*Exercise description:* Below is a listing; repeat exactly the lines from the one containing "Where can the hilltop" to the one containing "Where can the paved", both included.
************
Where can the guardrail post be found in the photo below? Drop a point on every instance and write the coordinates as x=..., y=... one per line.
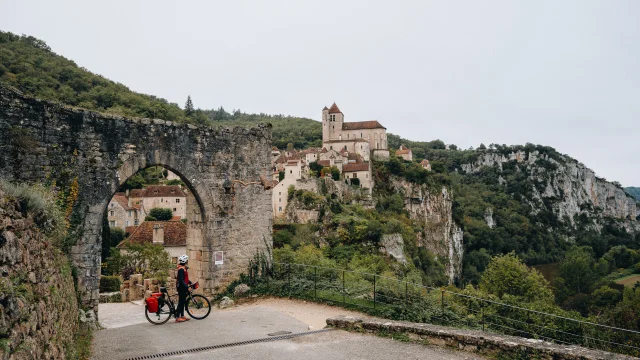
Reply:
x=289, y=278
x=406, y=294
x=343, y=301
x=374, y=291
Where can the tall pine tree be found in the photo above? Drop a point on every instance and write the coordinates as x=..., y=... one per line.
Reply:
x=188, y=107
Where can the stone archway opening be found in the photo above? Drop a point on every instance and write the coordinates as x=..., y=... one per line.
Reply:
x=225, y=169
x=129, y=219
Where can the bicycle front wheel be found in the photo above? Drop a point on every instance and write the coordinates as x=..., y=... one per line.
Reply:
x=162, y=316
x=198, y=307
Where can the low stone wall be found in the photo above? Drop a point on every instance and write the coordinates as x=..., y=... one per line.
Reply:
x=38, y=305
x=473, y=340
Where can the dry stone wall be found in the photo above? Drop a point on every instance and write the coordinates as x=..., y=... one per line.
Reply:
x=38, y=307
x=89, y=155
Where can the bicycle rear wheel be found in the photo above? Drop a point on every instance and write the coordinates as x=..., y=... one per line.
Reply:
x=198, y=307
x=162, y=316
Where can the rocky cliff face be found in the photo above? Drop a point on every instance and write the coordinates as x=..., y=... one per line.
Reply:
x=440, y=235
x=573, y=188
x=38, y=307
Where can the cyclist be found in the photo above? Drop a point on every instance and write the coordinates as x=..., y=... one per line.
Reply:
x=183, y=288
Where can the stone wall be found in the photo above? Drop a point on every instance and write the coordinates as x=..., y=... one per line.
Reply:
x=88, y=155
x=38, y=306
x=493, y=345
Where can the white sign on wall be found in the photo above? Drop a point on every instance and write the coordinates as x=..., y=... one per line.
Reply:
x=218, y=257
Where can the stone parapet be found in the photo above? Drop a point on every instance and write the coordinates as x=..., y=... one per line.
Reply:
x=474, y=340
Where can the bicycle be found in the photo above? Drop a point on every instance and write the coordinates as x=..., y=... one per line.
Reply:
x=196, y=305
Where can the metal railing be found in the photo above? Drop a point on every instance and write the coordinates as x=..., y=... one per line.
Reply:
x=403, y=300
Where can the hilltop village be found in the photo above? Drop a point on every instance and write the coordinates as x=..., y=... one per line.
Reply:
x=346, y=154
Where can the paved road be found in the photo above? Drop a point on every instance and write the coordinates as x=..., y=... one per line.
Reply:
x=250, y=323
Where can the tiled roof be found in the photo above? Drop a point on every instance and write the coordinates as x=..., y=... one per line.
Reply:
x=122, y=201
x=346, y=141
x=362, y=125
x=164, y=191
x=355, y=167
x=175, y=234
x=136, y=193
x=334, y=109
x=282, y=159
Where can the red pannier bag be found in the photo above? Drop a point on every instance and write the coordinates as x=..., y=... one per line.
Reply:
x=152, y=302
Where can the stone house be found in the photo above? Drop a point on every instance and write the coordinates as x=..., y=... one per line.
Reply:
x=425, y=164
x=172, y=235
x=405, y=153
x=360, y=171
x=166, y=197
x=121, y=212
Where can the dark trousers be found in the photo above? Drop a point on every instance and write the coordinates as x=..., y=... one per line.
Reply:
x=182, y=299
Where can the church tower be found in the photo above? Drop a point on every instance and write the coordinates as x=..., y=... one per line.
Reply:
x=335, y=121
x=325, y=124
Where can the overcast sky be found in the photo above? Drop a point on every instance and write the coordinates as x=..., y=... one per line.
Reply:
x=559, y=73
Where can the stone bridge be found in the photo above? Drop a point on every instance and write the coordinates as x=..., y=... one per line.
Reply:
x=86, y=156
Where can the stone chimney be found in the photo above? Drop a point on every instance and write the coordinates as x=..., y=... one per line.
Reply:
x=158, y=234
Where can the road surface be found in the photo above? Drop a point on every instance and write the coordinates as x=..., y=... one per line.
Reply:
x=129, y=335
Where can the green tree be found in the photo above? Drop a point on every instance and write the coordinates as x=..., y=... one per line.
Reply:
x=188, y=107
x=147, y=259
x=508, y=275
x=161, y=214
x=576, y=273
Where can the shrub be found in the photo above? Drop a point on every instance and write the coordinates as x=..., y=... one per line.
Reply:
x=109, y=283
x=161, y=214
x=41, y=204
x=175, y=182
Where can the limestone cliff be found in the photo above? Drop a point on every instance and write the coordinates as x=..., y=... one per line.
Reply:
x=434, y=210
x=38, y=307
x=571, y=187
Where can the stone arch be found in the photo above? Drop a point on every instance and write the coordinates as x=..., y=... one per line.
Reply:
x=95, y=153
x=197, y=238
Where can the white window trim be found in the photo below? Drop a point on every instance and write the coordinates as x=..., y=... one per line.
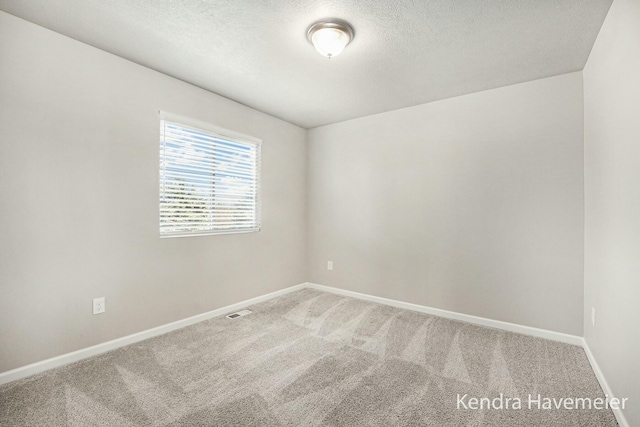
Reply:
x=225, y=133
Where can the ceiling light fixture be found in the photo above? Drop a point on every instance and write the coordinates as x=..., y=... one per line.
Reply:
x=330, y=36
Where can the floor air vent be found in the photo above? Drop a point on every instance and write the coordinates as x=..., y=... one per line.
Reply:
x=238, y=314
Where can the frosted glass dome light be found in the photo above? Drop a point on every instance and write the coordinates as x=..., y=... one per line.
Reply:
x=330, y=36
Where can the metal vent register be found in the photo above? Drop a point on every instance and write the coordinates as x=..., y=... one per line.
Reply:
x=238, y=314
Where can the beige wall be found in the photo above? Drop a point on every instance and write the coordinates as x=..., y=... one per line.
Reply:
x=612, y=202
x=472, y=204
x=79, y=200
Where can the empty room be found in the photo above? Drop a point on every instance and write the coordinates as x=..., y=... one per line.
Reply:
x=320, y=213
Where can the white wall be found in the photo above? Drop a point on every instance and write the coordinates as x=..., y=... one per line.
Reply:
x=612, y=202
x=472, y=204
x=79, y=200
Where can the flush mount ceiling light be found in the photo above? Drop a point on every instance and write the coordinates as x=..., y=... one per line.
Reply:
x=330, y=36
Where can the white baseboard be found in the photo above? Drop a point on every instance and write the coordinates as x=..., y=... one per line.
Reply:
x=512, y=327
x=65, y=359
x=622, y=420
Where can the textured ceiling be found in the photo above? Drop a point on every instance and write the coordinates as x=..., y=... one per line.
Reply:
x=405, y=52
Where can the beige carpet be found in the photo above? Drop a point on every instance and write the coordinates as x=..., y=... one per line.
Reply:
x=313, y=359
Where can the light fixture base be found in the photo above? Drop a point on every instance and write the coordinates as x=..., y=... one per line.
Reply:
x=330, y=36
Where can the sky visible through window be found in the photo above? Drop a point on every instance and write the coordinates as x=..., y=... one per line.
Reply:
x=207, y=182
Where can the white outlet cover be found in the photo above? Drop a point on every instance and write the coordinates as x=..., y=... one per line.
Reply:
x=99, y=305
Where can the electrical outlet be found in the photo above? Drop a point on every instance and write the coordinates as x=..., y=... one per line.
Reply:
x=99, y=305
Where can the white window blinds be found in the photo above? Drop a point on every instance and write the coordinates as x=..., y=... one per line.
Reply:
x=209, y=179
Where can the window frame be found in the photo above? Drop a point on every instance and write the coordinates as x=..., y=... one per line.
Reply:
x=222, y=133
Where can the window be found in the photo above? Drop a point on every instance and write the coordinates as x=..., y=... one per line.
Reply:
x=209, y=179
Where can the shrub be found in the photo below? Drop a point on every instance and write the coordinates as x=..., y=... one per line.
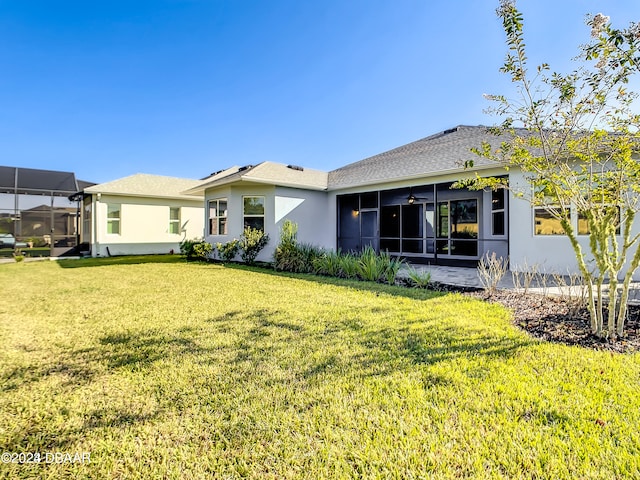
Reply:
x=195, y=248
x=186, y=247
x=228, y=250
x=369, y=267
x=391, y=266
x=491, y=269
x=418, y=278
x=252, y=241
x=202, y=250
x=328, y=263
x=292, y=256
x=349, y=265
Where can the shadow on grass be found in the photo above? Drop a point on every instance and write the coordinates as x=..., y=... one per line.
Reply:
************
*Result of this task:*
Where can the hilltop village be found in the photo above? Drop a point on every instance and write the coordinates as x=..., y=... one per line.
Reply:
x=346, y=154
Where can the paved road be found in the photo above? Drop a point on every instance and write the coordinates as x=..., y=... one per line.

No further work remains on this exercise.